**Work required**.
Leaving out the pictures, output each record exactly as it stands.

Stored data entries
※

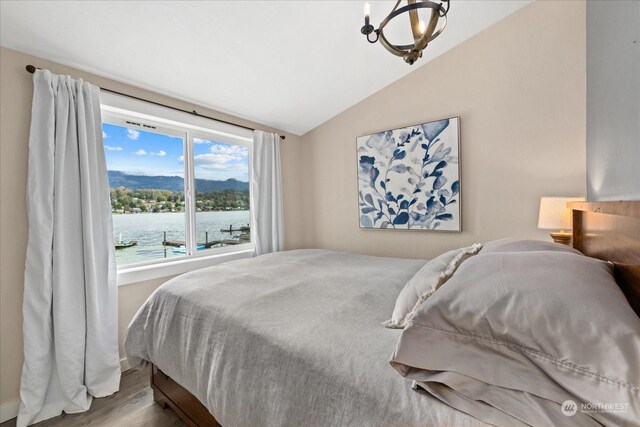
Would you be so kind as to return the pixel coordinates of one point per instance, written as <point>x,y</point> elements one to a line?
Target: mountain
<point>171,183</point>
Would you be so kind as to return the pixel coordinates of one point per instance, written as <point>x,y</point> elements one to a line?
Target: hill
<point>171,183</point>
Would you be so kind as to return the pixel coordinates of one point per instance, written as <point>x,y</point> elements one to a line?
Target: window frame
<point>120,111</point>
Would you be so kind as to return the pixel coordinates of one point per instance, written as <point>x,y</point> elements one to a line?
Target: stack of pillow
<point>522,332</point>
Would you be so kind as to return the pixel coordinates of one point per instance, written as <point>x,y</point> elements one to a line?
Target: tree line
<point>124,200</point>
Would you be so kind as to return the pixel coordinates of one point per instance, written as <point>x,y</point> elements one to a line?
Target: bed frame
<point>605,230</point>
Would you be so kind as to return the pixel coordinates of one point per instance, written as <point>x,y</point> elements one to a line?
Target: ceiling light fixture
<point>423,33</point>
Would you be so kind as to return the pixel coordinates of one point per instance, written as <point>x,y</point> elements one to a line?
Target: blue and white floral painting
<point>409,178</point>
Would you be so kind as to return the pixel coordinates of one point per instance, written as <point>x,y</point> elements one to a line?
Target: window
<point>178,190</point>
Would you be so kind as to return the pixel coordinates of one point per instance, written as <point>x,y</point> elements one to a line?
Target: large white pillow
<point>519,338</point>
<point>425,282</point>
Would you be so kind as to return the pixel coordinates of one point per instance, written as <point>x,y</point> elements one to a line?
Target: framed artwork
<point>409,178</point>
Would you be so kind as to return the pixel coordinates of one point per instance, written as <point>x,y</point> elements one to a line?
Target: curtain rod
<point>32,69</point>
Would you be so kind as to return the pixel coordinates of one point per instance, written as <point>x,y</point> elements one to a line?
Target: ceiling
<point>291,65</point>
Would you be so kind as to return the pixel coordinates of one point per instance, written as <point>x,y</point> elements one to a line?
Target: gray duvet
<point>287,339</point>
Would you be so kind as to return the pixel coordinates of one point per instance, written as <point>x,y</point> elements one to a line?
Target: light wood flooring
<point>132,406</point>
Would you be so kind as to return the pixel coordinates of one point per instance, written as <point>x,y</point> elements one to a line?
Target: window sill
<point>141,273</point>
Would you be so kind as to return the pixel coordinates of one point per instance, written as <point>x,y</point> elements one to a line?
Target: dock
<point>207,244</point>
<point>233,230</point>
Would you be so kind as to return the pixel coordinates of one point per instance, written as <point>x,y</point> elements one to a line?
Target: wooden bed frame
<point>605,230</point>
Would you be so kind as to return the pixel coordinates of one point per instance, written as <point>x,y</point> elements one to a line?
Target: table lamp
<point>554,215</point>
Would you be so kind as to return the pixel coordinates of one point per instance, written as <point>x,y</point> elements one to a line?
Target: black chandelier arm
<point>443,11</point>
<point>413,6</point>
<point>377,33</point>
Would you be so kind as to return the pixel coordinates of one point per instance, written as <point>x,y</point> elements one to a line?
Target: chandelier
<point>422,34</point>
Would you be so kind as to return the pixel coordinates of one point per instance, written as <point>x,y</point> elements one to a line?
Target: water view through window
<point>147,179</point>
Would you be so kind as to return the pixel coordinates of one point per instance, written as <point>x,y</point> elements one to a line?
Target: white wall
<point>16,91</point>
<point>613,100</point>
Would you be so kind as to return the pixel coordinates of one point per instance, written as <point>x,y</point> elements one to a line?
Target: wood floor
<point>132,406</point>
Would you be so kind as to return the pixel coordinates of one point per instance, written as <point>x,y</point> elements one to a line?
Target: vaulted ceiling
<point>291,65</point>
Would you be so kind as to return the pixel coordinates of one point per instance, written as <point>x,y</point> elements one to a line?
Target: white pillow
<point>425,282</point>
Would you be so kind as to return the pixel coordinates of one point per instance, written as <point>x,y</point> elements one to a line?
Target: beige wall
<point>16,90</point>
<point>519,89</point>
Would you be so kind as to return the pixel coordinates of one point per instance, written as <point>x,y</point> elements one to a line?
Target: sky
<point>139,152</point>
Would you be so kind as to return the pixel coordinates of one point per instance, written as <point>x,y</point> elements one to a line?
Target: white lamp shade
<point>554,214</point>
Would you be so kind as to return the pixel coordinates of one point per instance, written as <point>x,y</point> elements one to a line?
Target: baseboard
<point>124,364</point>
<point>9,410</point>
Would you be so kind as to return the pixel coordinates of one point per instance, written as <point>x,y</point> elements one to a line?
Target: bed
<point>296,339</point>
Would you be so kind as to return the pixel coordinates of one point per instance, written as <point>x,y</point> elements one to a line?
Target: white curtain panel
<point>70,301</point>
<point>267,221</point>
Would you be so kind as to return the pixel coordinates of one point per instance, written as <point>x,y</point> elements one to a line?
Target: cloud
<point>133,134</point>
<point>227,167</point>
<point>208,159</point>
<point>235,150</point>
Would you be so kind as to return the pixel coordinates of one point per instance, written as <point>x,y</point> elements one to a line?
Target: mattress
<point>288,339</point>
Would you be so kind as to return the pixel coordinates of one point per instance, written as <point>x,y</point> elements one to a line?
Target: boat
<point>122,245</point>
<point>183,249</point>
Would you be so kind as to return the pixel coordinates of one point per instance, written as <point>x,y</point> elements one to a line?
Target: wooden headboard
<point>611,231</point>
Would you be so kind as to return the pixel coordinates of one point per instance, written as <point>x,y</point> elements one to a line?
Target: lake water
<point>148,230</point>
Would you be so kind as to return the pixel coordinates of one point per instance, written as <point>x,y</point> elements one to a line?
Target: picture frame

※

**Problem solution**.
Would you be so kind as to return the pixel coordinates of one point per instance, written as <point>x,y</point> elements one to a line?
Target: mountain
<point>171,183</point>
Would you be so kind as to return the pixel coordinates of one point per instance, written as <point>x,y</point> elements one to a line?
Target: hill
<point>171,183</point>
Would you be so kind as to return the pixel coordinates of one point per instance, written as <point>x,y</point> elements one to a line?
Target: window frame
<point>120,111</point>
Would you be so kind as to return the pixel coordinates of one point per instance, written as <point>x,y</point> elements one to a line?
Target: stack of pillow
<point>522,332</point>
Would you be so kind as to return the pixel coordinates of one point per instance, written as <point>x,y</point> elements one to a line?
Target: tree line
<point>124,200</point>
Would you be so kind as to return the pixel coordinates of one point per instance, written as <point>x,y</point> elements one to a line?
Target: bed frame
<point>605,230</point>
Would you be so kind as to return the pixel coordinates of one point per instance, written as <point>x,y</point> elements one to a line?
Target: ceiling light fixture
<point>423,33</point>
Would you be so kind as to return the pixel coordinates of one point per instance, written as <point>x,y</point> elements one to a line?
Target: blue and white floral painting
<point>409,178</point>
Would you be so kind as to return the pixel coordinates of one point per instance, written as <point>x,y</point> elements one to a line?
Target: window
<point>178,190</point>
Would you be so kind as to return the pixel coordinates of one point per instance, written as <point>x,y</point> elements one to a line?
Target: large white pillow
<point>519,338</point>
<point>425,282</point>
Would you be so kind as to return the pixel coordinates of one point per instance, written as <point>x,y</point> elements one to a line?
Target: framed artwork
<point>409,178</point>
Would you be so kind as to return the pixel coordinates of one point per instance, written as <point>x,y</point> elements one to a line?
Target: curtain rod
<point>32,69</point>
Would you be so kind as to return the pixel coordinates of one point per instance, written as <point>x,y</point> elements one to a line?
Target: ceiling
<point>291,65</point>
Would you be so kind as to return the pixel coordinates of one point per instance, written as <point>x,y</point> elements one to a line?
Target: gray duvet
<point>287,339</point>
Would you be so kind as to return the pixel coordinates of one point per instance, written as <point>x,y</point> elements one to a line?
Target: light wood flooring
<point>132,406</point>
Would you be so kind as to return the pixel coordinates of one point per instance, written as <point>x,y</point> elements one to a line?
Target: window sill
<point>141,273</point>
Would you be so kind as to return the pixel coordinates of one point per instance, written as <point>x,y</point> elements one to a line?
Target: dock
<point>207,244</point>
<point>233,230</point>
Would you be so kind as to return the pixel coordinates of one point per instance, written as <point>x,y</point> elements one to a line?
Target: wooden bed frame
<point>605,230</point>
Would you be so kind as to return the pixel coordinates of one point per instance, written as <point>x,y</point> elements one to a line?
Target: table lamp
<point>554,215</point>
Would you be so kind as to return the pixel coordinates of one point per instance, written as <point>x,y</point> elements one to a line?
Target: black chandelier arm
<point>443,11</point>
<point>413,6</point>
<point>377,33</point>
Would you be so kind as to return the pixel coordinates of one point per instance, written as <point>x,y</point> elements one to a line?
Target: chandelier
<point>422,34</point>
Would you be so kind as to return the pixel coordinates of one point per instance, written as <point>x,y</point> elements one to a line?
Target: water view through window
<point>147,179</point>
Would you be so kind as to return the pixel coordinates of one point per instance, written as <point>x,y</point> elements one to a line?
Target: white wall
<point>16,91</point>
<point>613,100</point>
Would you be so kind as to return the pixel coordinates of one point per instance, written as <point>x,y</point> elements one to a line?
Target: wood floor
<point>132,406</point>
Would you be so kind as to return the pixel coordinates of one point per instance, written as <point>x,y</point> elements one to a line?
Target: vaulted ceiling
<point>291,65</point>
Would you be so kind as to return the pixel coordinates of one point per instance, written as <point>x,y</point> elements one to a line?
Target: white pillow
<point>425,282</point>
Would you be so kind as to return the pixel coordinates of one point per instance, written as <point>x,y</point> elements one to a line?
Target: beige wall
<point>16,90</point>
<point>519,89</point>
Would you be so kind as to return the pixel coordinates of one point per instance, written as <point>x,y</point> elements one to a line?
Target: sky
<point>139,152</point>
Would you be so kind as to return the pixel coordinates of one point per instance, written as <point>x,y</point> elements one to a line?
Target: white lamp shade
<point>554,214</point>
Would you be so kind as to return the pixel coordinates of one point per instance, written as <point>x,y</point> elements one to a line?
Target: baseboard
<point>124,364</point>
<point>9,410</point>
Would you be so kind as to return the pixel coordinates of one point per instance, written as <point>x,y</point> elements one to a line?
Target: bed
<point>296,339</point>
Would you be so kind as to return the pixel coordinates of one point per instance, written as <point>x,y</point> elements one to a line?
Target: white curtain panel
<point>70,301</point>
<point>267,221</point>
Would you be so kind as to return the pixel coordinates of one point per instance, written as <point>x,y</point> elements one to a line?
Target: cloud
<point>133,134</point>
<point>227,167</point>
<point>208,159</point>
<point>235,150</point>
Would you be so kind as to return the pixel coordinates of one point per instance, written as <point>x,y</point> elements one to a line?
Target: mattress
<point>288,339</point>
Would you be so kind as to return the pixel coordinates of one point per instance, written as <point>x,y</point> elements one to a line?
Target: boat
<point>122,245</point>
<point>183,249</point>
Would you be so kind as to return the pixel coordinates of one point per instance, written as <point>x,y</point> elements one to a line?
Target: wooden headboard
<point>611,231</point>
Would you be so kind as to return the pixel coordinates of one point per instance, written as <point>x,y</point> elements one to a line?
Target: lake water
<point>148,230</point>
Would you be so kind as to return the pixel coordinates of one point per instance, written as <point>x,y</point> elements one to a line?
Target: picture frame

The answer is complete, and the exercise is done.